··· Provided passage
- Born: July 15, 1973 (age 52) Bronx, New York City, United States
- Origin: Harlem, New York
- Genres: Hip Hop, R&B
- Occupations: Entrepreneur, Executive Producer, Songwriter, Emcee, Artist
- Labels: Gee Street, Island Records, Game Recordings, Rawkus, Fat Beats, Triple Bars

= Ilacoin =

American rapper

Christian J. A. Faloye (born July 15, 1973), known by his stage names Ilacoin (or simply COIN), is an American Songwriter, EMCEE, Rapper and Producer.

==Early life==
He is the grandson of Yoruba royalty, the child of Nigerian immigrants, but raised mostly by a single American mother. His father, before he was 1 would move him around all of New York to Delaware to New Jersey back to Harlem, where he finally became settled at age 9, living across the street from Tupac Shakur and family. There in Harlem with the absence of a father, a latchkey child, he would begin to become familiar with the local gang and street life. His cousin Fatima Faloye of New York Undercover fame, who he refers to as his sister would be instrumental in "keeping" him out of the streets, eventually introducing him to Ahmed Obafemi and wife, Sonoviah (parents to Tchaka Zulu of DTP/Ebony Son) who would become his "godparents" and introduce him to Islam for the first time in his life. Ilacoin became a respected talent from Harlem in the Hip Hop culture.
······
··· Dataset records
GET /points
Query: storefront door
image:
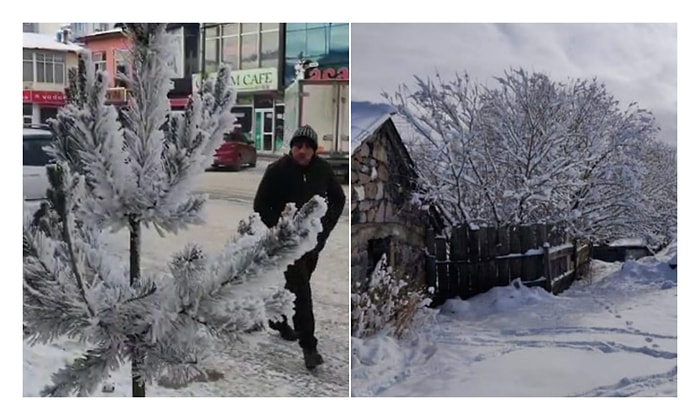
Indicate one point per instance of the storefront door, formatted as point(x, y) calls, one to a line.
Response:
point(264, 130)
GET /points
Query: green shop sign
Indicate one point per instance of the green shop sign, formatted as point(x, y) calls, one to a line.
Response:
point(252, 80)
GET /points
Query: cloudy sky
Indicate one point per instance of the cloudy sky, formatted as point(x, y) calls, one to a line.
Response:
point(637, 62)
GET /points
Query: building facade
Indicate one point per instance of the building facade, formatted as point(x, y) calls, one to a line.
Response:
point(263, 57)
point(109, 53)
point(77, 30)
point(326, 45)
point(253, 51)
point(45, 64)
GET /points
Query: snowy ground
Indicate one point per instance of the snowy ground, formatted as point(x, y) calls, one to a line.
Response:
point(264, 365)
point(614, 334)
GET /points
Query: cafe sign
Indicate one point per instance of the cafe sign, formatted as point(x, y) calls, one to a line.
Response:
point(252, 80)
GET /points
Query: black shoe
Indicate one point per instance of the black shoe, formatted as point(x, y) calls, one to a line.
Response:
point(312, 358)
point(286, 332)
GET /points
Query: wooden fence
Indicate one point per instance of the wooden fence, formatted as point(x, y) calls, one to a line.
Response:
point(470, 262)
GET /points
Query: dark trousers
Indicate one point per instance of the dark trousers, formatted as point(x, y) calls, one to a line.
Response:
point(298, 276)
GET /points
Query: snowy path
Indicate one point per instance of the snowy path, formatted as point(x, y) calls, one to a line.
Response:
point(615, 336)
point(263, 365)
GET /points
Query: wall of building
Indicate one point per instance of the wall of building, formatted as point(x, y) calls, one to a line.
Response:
point(41, 99)
point(254, 53)
point(383, 218)
point(327, 44)
point(107, 48)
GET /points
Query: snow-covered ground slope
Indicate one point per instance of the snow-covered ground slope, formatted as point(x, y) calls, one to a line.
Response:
point(612, 334)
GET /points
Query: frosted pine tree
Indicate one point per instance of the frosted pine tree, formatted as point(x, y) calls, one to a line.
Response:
point(133, 170)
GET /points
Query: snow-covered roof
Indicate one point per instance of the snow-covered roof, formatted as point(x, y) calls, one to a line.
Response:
point(629, 242)
point(366, 117)
point(47, 42)
point(98, 33)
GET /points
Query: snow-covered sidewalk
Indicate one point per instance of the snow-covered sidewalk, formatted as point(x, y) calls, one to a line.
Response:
point(263, 364)
point(612, 335)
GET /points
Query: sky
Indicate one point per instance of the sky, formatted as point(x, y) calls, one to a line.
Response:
point(637, 62)
point(611, 334)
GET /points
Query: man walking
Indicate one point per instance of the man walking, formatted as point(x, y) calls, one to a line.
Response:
point(296, 178)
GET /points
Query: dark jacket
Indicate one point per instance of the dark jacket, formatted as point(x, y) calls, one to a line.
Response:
point(285, 181)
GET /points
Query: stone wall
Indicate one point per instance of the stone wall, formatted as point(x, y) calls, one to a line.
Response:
point(381, 208)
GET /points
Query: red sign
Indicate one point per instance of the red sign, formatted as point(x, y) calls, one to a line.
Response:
point(327, 73)
point(43, 97)
point(179, 102)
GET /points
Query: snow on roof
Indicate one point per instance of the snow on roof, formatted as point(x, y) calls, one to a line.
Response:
point(46, 42)
point(629, 242)
point(366, 118)
point(106, 32)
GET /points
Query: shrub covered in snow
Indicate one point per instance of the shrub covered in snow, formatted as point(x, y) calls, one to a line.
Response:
point(384, 302)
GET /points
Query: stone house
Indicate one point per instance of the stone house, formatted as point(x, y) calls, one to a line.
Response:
point(384, 218)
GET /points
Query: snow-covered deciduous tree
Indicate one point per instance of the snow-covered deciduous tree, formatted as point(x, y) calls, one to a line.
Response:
point(132, 170)
point(529, 150)
point(657, 225)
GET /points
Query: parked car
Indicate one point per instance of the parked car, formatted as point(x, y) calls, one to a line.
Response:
point(35, 159)
point(236, 151)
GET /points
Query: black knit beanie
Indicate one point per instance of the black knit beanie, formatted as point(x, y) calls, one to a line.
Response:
point(307, 134)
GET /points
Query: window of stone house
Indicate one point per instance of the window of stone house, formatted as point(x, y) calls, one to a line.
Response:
point(375, 249)
point(99, 59)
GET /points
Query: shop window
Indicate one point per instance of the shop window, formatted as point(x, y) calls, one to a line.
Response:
point(33, 153)
point(269, 49)
point(230, 51)
point(28, 66)
point(177, 62)
point(50, 67)
point(46, 113)
point(249, 51)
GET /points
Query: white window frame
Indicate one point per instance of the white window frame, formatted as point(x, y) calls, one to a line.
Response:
point(100, 64)
point(178, 64)
point(238, 34)
point(50, 57)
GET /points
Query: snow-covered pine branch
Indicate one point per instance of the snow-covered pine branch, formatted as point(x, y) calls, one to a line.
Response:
point(135, 167)
point(177, 316)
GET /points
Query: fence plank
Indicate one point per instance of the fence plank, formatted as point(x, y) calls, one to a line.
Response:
point(527, 245)
point(503, 266)
point(479, 281)
point(442, 266)
point(540, 240)
point(489, 264)
point(458, 255)
point(515, 248)
point(547, 263)
point(430, 274)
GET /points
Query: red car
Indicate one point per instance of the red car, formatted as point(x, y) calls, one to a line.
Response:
point(235, 152)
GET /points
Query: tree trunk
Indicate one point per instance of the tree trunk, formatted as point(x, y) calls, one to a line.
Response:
point(138, 386)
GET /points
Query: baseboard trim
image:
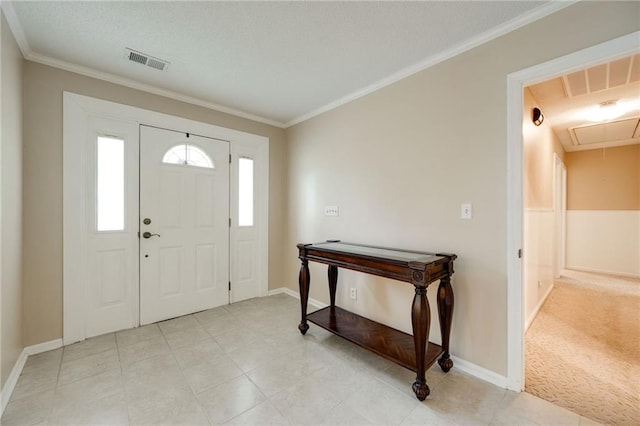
······
* Tasks to carry out:
a) Set down the passage of the Ilacoin biography from "American rapper" up to and including "Rapper and Producer.", word for word.
b) Extract the records verbatim from their start up to and including the line with "point(263, 365)", leaving out the pictures.

* Answers for this exercise:
a)
American rapper

Christian J. A. Faloye (born July 15, 1973), known by his stage names Ilacoin (or simply COIN), is an American Songwriter, EMCEE, Rapper and Producer.

b)
GET /points
Query: storefront door
image:
Indicate one point per instance of the storefront door, formatted as point(x, y) calls, one to a line.
Response:
point(264, 130)
GET /points
Query: green shop sign
Indicate one point per instance of the green shop sign, formatted as point(x, y) calls, one to a line.
Response:
point(252, 80)
GET /points
Query: cloudy sky
Indicate one point per instance of the cloudy sky, formatted as point(x, y) calls, one to a line.
Response:
point(637, 62)
GET /points
Query: building facade
Indicate one point per instance of the building facade, formatted as point(x, y) calls, one to a line.
Response:
point(263, 57)
point(109, 53)
point(77, 30)
point(326, 45)
point(253, 51)
point(45, 64)
GET /points
Query: snowy ground
Indicate one point per instance of the snowy ground, formatted as point(x, y) calls, one to a line.
Response:
point(264, 365)
point(614, 334)
GET /points
Query: cafe sign
Indicate one point per instance of the cafe sign, formatted as point(x, y) calls, one to a line.
Response:
point(252, 80)
GET /points
Query: black shoe
Indicate one point per instance of the black shoe, formatted as point(x, y) calls, one to a line.
Response:
point(312, 358)
point(286, 332)
GET /points
Query: wooden fence
Indicate one point per instance of the wooden fence, formatted as point(x, y) calls, one to a line.
Response:
point(470, 262)
GET /points
Query: dark trousers
Indicate one point per instance of the dark trousers, formatted as point(x, y) calls, one to a line.
Response:
point(298, 276)
GET /points
Query: snowy path
Indicate one point per instance of the snowy path, formatted as point(x, y) calls, one to a line.
Response:
point(615, 336)
point(263, 365)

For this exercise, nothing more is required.